### [Data records]
* Start *

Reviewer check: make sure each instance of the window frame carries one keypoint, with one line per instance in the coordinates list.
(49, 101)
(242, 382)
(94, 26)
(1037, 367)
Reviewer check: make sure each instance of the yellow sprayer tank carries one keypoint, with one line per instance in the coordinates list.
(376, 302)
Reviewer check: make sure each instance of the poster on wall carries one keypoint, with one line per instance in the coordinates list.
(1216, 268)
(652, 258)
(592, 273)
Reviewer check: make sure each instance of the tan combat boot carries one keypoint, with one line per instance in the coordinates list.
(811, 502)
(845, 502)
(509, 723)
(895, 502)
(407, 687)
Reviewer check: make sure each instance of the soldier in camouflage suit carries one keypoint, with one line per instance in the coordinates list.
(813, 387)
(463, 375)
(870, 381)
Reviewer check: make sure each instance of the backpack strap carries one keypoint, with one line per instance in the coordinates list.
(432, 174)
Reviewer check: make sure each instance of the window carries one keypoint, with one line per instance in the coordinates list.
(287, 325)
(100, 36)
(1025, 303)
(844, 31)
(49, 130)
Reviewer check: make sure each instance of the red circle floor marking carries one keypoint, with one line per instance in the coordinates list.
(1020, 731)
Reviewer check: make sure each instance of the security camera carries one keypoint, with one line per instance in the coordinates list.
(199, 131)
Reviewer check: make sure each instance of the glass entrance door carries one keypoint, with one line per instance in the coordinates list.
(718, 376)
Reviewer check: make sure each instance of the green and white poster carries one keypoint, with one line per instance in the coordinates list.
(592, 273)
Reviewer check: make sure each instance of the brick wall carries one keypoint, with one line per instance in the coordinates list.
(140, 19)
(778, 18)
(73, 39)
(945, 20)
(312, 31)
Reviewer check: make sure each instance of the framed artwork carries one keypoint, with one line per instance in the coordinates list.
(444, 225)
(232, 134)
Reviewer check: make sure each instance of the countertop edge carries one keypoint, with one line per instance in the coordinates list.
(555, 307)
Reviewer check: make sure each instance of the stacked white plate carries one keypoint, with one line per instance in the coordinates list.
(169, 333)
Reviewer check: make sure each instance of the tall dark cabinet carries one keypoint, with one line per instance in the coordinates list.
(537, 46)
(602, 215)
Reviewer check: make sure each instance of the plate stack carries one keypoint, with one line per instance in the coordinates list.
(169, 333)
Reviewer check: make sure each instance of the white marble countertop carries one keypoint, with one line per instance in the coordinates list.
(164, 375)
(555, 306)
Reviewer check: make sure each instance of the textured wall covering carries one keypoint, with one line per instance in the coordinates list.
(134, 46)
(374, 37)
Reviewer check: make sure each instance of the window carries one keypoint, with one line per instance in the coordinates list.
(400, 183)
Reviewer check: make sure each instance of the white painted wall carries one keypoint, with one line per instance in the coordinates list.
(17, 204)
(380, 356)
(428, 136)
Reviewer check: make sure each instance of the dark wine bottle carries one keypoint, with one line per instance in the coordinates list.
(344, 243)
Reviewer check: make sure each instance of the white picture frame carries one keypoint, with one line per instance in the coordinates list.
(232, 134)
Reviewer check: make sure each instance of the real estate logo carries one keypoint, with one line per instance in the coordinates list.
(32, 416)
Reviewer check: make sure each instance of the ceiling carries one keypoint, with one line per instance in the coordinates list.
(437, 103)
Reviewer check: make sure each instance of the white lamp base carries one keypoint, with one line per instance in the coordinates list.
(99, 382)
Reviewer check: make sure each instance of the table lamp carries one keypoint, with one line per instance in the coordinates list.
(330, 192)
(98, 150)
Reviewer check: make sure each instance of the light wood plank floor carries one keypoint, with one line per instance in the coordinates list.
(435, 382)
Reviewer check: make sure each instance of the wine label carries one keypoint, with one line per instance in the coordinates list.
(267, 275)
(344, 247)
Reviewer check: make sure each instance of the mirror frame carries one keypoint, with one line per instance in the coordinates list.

* End *

### [Task details]
Repeat only the stretch of lines that opens with the line containing "Reviewer check: make sure each instance of the white painted" and closes with the final line of the entries, both included, exactly as written.

### [Exercise output]
Reviewer check: make sure each instance of the white painted wall carries one keypoint, with one line per instance in the coordinates list.
(17, 204)
(380, 356)
(428, 136)
Reviewer check: make sure each instance of the dark wine bottle carries one keypoint, with one line per instance in the coordinates list.
(344, 243)
Reviewer check: make sure each instance of the white picture frame carries one keypoint, with one line per instance in the coordinates list.
(232, 134)
Reviewer check: make sure each instance of the real estate logo carries one keypoint, with one line per instance in the coordinates list.
(32, 416)
Reviewer check: make sure each instance of the ceiling carries one keypoint, with one line per instance in the coordinates list.
(437, 103)
Reviewer check: make sure each instance of the white lamp base carries one keypoint, with one line per instance in the coordinates list.
(99, 382)
Reviewer check: make sure each instance of the table lamp carries one keypoint, with one line per instance in the coordinates list.
(330, 192)
(98, 150)
Reviewer check: make sure each instance of the light wood plank floor carries one keypoint, with one line per instance in the coordinates list.
(435, 382)
Reviewer check: make sure each instance of the wine label carries one keypoint, with one line per instance in the coordinates list.
(267, 275)
(344, 247)
Reviewer check: make sure each instance of the mirror frame carries one keypoint, with one line per instance in the coordinates list.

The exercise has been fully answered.